[Records from a data source]
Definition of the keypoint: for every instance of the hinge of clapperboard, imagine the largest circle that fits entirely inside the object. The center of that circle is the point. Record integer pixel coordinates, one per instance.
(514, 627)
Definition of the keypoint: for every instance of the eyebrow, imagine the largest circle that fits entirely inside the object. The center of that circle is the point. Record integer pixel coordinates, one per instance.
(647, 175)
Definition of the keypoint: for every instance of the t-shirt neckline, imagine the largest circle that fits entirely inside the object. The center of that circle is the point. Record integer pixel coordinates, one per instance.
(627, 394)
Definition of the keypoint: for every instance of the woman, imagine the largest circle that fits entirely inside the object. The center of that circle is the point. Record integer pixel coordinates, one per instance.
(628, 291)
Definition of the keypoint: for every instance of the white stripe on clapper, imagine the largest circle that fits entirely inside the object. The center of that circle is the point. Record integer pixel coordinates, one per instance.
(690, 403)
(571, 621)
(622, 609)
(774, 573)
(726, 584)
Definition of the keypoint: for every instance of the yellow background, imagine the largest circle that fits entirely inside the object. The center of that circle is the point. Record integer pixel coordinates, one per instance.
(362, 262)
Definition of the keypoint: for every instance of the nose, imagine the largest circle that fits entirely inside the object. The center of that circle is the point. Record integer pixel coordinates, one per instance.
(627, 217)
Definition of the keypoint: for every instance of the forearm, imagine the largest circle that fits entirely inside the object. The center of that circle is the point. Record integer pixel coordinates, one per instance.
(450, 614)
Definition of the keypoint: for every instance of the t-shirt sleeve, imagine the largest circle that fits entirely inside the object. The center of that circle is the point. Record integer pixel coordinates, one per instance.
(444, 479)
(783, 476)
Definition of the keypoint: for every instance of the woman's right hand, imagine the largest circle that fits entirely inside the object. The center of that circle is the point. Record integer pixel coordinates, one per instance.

[REQUEST] Rewrite all the data above, swapping "largest circle" for "biggest circle" each time it appears and leaving everything else unchanged.

[WRITTEN SOLUTION]
Definition of the keypoint: for every instance of the hinge of clapperboard, imagine the biggest circle that fits entirely inside the object. The center of that circle is the point. Record integer pixel coordinates, one per instance.
(514, 627)
Definition of the keypoint: for every instance of the eyebrow, imagine the biggest circle that fits entirely inside the object. The center of that circle is the point. Record integer pixel coordinates, one per instance.
(647, 175)
Definition of the keypoint: for every instance of the t-shirt neckline, imagine the biggest circle that fits entirely inside the object. The center of that circle is the point. Record integer pixel coordinates, one per instance.
(627, 394)
Definition of the keypoint: for every instance of the woman, imagine the biggest circle that fits entirely inside the object. The center of that circle is the point. Record integer pixel coordinates, one per instance.
(628, 291)
Definition of the keypoint: for every instance of the white stripe on clapper, imagine the biggest circle that fits entirely inside the object. The center of that circle is the point. Record integer pixel coordinates, one per instance.
(690, 403)
(571, 621)
(622, 609)
(774, 573)
(726, 584)
Definition of the keypoint: for every instance of the yellow background, imagine the biggest circle that fits entirely inside the object. The center of that circle is the point. Record integer pixel coordinates, one per instance.
(362, 262)
Definition of the keypoint: for every instance of the nose, imagine the biggest circle that fits entirely inside the object. The center of that circle is the point. Record integer pixel coordinates, one per instance.
(627, 217)
Definition of the keypoint: for every instance of the forearm, imagine the biggest circle that fits entirely inside the object. The center of that circle is the point. Record integer pixel coordinates, one per instance.
(450, 614)
Definition of the keypoint: for every instance of the t-shirt sleeve, imagine the biggest circle that fits entirely inside the object. The center of that circle is the point. Record integer pixel coordinates, one per instance.
(444, 479)
(783, 476)
Definition of the keypoint: for every instance of the woman's right hand, imagine the biggest circle that fits entirely inside the object. The center of that circle is the point. Record integer pixel coordinates, one per instance.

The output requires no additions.